— Start of Passage to read —

When she gets there, she will learn that she has taken her lens with her. Even if you escape the place, you can’t escape your mind. This is the tiny room that you see everything from, like a virtual tower, positioned on the top of your body, eyes gazing out like Rapunzel. Maybe that’s the extra layer to that fairy tale, this window that I’ve been looking out of it for forty-six years. I am the master of my room. I can lock myself in, and I can let myself out.
Sometimes the key is warm in the palm of my hand and am able to use it; other times I am lonely for the same thing my daughter craves: the alchemy of community; like-minded people who push themselves, effecting change.
I am meditating now, every day, building space around my thoughts. Body like mountain, breathe like wind, mind like sky, I repeat to myself, to keep my thoughts from clogging my mind like a busy sidewalk. My breath comes in and out and I ride it like a surfer. It feels refreshing, like opening windows in the tower for the breeze to blow through.
I open Thomas Merton’s Asian Journal to a random page, where he writes about the hermits in Tibet, and how they believe their solitude is not for themselves but the whole world. Their retreat and abstinence from life builds merit for all humanity. Isolation breeds ignorance, but perhaps these hermits are such wise men, they are already aware; that’s the reason they’re praying.
My own personal retreat is the life of writer. From my office, I watch the ivy grow on the walls outside. There’s something in the soil here that allows the plant to flourish, curling into itself as it deepens its invisible roots. I never see leaves fall or die, they seem to be the same little green faces of life and sunshine, since we moved in when my oldest was an infant, 18 years ago. I am watching a new line grow up the wall now that she is at college. This silent marker of time, each leaf a memento of growth as she learns French, psychology, and the challenges of modernity.

— End of Passage to read —

→ **Task requirements**:
1. In the passage about solitude, why do the Tibetan hermits believe their solitude is not for themselves but for the whole world?
2. Can you reproduce, word for word, the part of the passage about solitude that begins at the words "When she gets" and stops after "let myself out."?

— Start of Supplied data —

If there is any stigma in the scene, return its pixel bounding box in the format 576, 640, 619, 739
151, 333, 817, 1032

— End of Supplied data —
— Start of Supplied data —

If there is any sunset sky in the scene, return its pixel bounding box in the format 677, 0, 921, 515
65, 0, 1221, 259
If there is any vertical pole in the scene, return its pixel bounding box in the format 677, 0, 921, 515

— End of Supplied data —
— Start of Supplied data —

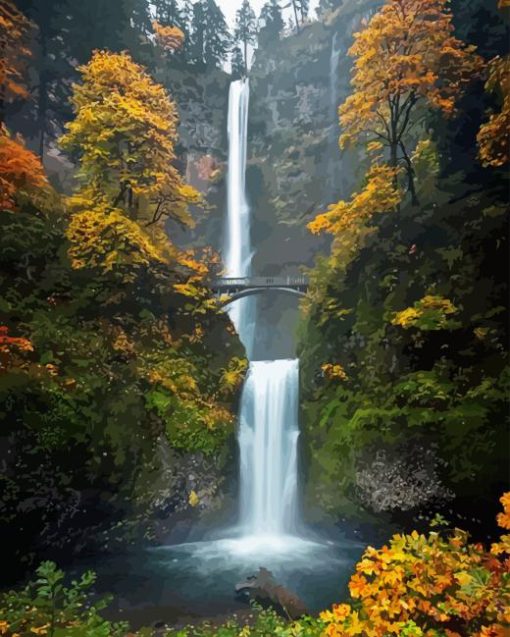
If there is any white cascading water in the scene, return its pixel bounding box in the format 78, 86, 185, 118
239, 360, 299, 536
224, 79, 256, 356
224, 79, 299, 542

— End of Supplied data —

→ **Responses**:
1. They believe their retreat and abstinence from life build merit for all humanity.

2.
When she gets there, she will learn that she has taken her lens with her. Even if you escape the place, you can’t escape your mind. This is the tiny room that you see everything from, like a virtual tower, positioned on the top of your body, eyes gazing out like Rapunzel. Maybe that’s the extra layer to that fairy tale, this window that I’ve been looking out of it for forty-six years. I am the master of my room. I can lock myself in, and I can let myself out.